■ **Prompt**:
Search the records below for "window"; copy each line that has it.

*** Opening of Working data ***

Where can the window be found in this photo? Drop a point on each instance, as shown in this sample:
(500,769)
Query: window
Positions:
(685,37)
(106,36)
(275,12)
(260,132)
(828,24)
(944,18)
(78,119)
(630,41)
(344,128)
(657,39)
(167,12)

*** Close of Working data ***

■ **Answer box**:
Where can the window be found in this photo? Drop a point on each instance, as shown in this sample:
Query: window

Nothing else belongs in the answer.